[Source material]
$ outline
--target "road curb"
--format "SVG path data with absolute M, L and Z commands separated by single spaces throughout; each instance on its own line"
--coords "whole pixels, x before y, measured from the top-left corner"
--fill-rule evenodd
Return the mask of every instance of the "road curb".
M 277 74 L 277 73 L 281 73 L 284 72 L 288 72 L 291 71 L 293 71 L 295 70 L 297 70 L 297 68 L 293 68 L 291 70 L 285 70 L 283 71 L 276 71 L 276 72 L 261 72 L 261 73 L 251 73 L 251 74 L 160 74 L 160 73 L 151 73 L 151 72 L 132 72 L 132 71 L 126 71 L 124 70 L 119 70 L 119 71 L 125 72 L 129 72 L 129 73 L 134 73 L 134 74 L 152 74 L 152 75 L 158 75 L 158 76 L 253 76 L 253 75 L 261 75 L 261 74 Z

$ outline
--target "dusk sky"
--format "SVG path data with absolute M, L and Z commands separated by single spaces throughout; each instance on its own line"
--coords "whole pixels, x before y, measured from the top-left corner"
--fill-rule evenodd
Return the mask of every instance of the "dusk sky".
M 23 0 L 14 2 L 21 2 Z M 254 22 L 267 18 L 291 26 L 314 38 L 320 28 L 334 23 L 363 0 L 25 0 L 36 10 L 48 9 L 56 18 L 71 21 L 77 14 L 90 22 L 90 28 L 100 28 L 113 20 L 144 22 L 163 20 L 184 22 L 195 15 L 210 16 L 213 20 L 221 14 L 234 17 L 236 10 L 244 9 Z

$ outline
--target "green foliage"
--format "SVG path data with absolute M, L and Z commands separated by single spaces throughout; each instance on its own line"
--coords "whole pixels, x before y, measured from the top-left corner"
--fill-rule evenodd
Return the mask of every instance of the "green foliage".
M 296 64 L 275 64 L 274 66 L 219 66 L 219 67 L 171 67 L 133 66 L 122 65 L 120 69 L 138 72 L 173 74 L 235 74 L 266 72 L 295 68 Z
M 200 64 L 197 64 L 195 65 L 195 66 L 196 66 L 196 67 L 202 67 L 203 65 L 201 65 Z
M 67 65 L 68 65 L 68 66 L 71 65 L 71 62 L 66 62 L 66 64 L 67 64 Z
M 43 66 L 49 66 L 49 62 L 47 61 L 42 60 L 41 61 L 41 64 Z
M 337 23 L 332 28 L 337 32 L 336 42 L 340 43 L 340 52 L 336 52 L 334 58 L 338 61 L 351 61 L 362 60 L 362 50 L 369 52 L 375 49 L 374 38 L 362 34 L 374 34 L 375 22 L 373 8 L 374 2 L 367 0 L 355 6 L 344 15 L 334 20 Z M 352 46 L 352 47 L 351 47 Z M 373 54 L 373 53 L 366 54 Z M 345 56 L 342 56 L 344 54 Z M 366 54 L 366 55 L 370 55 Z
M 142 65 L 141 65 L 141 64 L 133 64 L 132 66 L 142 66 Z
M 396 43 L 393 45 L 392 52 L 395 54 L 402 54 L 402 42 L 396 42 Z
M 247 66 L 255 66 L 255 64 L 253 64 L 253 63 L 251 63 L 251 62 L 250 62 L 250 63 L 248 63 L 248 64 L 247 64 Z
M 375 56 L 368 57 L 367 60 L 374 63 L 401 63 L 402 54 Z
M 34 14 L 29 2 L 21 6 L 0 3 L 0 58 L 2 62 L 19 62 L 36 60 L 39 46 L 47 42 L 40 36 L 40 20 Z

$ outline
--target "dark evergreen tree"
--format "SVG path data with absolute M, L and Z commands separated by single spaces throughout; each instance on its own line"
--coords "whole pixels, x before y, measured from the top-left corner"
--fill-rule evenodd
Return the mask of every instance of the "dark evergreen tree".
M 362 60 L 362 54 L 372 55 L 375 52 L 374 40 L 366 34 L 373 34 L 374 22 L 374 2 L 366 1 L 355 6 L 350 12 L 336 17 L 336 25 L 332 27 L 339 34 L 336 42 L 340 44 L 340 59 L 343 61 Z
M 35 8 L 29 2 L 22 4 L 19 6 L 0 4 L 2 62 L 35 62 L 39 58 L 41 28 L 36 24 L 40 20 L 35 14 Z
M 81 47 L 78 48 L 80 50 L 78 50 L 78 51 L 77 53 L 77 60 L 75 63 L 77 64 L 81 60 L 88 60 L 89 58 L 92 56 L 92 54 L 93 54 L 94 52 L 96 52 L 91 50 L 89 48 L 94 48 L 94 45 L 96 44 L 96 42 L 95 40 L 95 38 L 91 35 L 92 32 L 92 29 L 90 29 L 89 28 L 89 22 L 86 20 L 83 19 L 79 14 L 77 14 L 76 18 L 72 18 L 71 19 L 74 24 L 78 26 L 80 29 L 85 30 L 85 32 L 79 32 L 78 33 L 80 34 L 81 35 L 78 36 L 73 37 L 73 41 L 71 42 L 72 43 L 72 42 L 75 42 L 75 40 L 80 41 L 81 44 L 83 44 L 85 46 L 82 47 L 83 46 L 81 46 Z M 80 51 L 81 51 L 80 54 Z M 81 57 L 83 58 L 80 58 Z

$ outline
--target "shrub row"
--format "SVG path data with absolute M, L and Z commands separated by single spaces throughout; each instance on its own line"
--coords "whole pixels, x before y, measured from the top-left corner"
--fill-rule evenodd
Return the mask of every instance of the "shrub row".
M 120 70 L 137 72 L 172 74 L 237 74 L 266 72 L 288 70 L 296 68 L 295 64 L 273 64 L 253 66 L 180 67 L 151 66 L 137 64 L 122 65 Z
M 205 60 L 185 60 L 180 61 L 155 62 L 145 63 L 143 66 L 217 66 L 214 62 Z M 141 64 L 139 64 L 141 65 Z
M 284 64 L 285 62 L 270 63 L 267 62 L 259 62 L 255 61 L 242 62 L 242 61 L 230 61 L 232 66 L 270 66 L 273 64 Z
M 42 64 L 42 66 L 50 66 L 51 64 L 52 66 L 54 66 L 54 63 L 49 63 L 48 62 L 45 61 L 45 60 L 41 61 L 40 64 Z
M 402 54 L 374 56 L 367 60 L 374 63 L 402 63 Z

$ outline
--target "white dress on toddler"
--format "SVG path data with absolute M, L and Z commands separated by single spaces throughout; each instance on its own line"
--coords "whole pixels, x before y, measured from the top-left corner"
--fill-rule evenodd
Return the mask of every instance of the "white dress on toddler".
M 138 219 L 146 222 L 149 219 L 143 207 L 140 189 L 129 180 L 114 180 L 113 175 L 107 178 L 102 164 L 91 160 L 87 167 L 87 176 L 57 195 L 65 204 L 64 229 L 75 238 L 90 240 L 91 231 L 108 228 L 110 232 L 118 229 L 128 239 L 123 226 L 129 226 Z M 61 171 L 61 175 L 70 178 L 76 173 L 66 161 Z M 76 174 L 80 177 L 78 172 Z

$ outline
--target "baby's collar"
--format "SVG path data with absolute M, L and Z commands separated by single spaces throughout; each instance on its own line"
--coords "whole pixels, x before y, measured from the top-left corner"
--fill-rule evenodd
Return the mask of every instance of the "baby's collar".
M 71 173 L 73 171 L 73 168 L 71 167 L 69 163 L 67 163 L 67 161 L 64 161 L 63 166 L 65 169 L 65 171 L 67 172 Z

[Problem details] Return every line of the listing that contains the string "baby", copied in full. Treat uppercase and lowercase as different.

[Finished task]
--target "baby's collar"
Return the mask of every instance of the "baby's collar".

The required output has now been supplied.